EXERCISE A = According to the article below on new tax rules for parents, what family income limit applies to the doubled child tax credit?
EXERCISE B = Resume the article on new tax rules for parents, writing on from its last sentence.

INDIANAPOLIS (WISH) — If you have children, the new tax law has some changes you need to pay attention to. 

From education costs to changes to past exemptions, here’s what you need to know. 

Parents — it’s time to go back to school. Take out that pen and paper, we have some notes for you on changes to how your children can impact your taxes. 

The child tax credit has doubled

The child tax credit doubles from $1,000 to $2,000.

This comes off the bottom line of your income tax bill, so you save in total $2,000 for each kid. 

Just as long as your family income is less than $400,000. 

No more personal exemptions

If you’ve used personal exemptions, look no further. It is no more this year.

You may remember that it was $4,000 per family member. 

Whether it means you are spending less money on taxes depends. 

“The question will be will the lower tax rates combined with some of the other provisions in the tax code be enough for them to recoup the $4,000 in lost deductions,” asked Chad Halstead, a partner at Katz, Sapper & Miller, a CPA and tax firm in Indianapolis.  

529 plans expand

The new tax law also expands 529 plans. 

These plans allow you to save money tax-free for your education.

DATA ROWS =
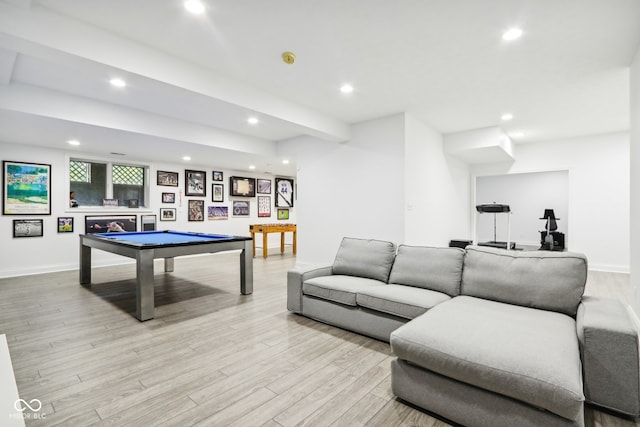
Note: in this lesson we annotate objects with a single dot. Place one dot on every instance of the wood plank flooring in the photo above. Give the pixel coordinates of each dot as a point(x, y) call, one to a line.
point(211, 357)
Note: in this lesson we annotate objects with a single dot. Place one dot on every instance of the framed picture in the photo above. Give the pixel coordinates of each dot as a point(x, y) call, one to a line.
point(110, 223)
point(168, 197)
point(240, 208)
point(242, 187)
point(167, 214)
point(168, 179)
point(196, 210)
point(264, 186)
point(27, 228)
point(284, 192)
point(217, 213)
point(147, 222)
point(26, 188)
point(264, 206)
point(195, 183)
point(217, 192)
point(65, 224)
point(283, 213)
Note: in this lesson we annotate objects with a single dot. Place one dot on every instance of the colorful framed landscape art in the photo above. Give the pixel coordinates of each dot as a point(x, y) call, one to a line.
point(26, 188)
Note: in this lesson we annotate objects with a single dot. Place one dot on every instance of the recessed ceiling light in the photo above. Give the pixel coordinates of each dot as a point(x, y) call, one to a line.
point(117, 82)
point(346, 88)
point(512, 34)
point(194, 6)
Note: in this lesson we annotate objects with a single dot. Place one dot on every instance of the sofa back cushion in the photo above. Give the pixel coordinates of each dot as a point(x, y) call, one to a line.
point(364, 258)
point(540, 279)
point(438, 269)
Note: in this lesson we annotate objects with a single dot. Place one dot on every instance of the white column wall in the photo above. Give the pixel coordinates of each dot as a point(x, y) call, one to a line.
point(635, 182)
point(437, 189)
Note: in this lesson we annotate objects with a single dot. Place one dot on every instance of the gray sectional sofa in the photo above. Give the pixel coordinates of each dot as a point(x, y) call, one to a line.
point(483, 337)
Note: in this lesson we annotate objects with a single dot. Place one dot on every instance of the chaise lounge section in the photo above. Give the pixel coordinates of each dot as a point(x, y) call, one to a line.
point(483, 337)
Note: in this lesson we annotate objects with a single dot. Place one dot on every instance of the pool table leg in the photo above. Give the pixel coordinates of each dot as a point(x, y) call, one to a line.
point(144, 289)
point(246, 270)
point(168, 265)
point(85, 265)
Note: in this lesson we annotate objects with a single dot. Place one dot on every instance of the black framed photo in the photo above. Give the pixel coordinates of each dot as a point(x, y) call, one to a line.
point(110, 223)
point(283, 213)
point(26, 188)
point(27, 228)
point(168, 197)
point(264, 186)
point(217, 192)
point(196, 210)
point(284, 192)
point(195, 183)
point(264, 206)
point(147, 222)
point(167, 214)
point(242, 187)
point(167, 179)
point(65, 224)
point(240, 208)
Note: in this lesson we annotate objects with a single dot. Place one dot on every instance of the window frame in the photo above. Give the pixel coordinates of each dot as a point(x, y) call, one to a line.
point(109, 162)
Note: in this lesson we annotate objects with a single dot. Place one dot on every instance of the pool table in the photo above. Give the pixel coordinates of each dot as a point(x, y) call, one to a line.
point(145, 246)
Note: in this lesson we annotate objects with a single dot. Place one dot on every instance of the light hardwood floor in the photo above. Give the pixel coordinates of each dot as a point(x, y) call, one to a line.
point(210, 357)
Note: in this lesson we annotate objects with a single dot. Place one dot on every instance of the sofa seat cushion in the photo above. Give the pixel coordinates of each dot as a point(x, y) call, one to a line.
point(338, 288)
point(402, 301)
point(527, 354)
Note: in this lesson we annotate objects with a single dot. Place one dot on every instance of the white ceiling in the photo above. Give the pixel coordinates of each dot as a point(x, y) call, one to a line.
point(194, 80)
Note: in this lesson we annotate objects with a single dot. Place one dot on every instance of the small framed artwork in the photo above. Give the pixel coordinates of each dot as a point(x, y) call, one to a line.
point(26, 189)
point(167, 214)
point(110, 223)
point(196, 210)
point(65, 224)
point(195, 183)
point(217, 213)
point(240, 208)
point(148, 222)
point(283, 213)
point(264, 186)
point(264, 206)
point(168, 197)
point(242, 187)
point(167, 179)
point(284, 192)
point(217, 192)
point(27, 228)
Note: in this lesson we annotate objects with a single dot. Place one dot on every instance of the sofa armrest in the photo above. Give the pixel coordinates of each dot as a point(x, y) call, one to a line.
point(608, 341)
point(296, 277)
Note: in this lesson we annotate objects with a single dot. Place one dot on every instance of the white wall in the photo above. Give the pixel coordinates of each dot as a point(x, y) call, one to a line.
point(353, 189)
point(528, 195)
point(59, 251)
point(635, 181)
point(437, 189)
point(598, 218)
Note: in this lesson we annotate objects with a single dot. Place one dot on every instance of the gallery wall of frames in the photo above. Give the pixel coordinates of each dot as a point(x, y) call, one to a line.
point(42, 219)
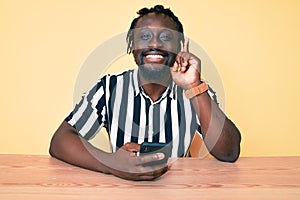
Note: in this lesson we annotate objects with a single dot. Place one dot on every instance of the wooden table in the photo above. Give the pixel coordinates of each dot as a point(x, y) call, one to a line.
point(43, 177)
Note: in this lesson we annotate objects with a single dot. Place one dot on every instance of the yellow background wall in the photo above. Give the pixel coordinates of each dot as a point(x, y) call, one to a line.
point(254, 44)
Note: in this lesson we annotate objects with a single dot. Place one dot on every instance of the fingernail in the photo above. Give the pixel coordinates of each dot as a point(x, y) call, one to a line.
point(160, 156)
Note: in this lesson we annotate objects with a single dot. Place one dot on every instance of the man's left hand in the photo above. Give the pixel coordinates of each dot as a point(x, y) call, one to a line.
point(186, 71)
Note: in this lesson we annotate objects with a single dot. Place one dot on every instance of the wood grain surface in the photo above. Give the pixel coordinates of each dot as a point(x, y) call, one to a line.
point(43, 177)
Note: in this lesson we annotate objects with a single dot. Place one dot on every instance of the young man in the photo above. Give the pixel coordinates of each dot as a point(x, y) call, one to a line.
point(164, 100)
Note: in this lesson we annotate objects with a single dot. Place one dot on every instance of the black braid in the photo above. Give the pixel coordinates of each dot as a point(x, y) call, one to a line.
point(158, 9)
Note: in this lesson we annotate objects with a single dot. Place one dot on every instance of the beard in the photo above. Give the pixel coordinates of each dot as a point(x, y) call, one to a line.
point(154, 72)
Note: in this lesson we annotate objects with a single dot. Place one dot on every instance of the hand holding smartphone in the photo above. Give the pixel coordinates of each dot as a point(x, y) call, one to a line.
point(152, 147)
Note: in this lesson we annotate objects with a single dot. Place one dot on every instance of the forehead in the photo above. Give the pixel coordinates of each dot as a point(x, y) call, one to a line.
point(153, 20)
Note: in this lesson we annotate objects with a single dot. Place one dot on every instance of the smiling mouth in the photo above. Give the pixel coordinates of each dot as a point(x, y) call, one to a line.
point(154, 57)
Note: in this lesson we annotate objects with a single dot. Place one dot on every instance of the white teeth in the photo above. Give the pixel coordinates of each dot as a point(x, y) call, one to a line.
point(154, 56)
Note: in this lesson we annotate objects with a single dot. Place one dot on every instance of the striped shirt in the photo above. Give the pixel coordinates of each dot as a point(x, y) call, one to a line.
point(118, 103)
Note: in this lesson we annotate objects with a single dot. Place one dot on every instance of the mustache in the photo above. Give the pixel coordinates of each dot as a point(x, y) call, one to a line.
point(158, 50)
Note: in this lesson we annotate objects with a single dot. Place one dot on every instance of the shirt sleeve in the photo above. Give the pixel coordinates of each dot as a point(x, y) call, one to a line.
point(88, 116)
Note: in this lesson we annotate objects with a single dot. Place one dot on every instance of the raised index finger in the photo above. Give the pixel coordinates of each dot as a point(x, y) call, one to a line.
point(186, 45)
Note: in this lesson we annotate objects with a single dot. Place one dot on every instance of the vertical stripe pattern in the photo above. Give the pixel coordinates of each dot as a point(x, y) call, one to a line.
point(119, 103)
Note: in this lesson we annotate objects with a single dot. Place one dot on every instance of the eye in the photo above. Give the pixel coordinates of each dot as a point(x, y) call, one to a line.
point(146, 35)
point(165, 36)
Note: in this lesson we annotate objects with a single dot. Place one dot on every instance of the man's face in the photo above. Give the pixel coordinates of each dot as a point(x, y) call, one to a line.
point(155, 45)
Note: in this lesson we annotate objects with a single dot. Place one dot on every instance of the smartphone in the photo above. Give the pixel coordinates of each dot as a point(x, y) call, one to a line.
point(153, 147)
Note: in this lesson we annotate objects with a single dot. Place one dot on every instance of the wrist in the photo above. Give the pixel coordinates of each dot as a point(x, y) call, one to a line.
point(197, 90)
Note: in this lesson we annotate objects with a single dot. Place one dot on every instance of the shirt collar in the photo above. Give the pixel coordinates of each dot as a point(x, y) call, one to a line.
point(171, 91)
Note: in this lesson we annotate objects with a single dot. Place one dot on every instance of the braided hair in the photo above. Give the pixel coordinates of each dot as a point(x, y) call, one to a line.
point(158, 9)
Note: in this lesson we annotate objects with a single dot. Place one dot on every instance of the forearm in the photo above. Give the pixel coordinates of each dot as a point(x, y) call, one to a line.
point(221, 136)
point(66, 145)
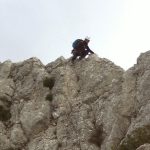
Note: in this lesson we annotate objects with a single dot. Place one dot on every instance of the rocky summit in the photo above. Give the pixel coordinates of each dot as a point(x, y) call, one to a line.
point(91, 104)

EXERCISE RESPONSE A = Family income must be less than $400,000.

EXERCISE RESPONSE B =
It used to be just for college. 

Now it is for private elementary and high school too.

Studies have shown about 60 percent of Americans don’t know about 529 plans. 

David Winters says the change should not affect too many people because people going to private school tend to not need a funding plan. 

“It could have maybe brought more people to the table of what is a 529 and so that from that purpose not necessarily from, ‘Oh, I have a kid in private school I want to do this now,’” Winters said.

Last year, college planning experts explained to us that these plans are important for families to consider.

You can get up to $1,000 back per year on your income taxes for putting money into the fund. 

It is an investment, so it could go up or down. Experts say they tend to be lower risk options, like a 401k.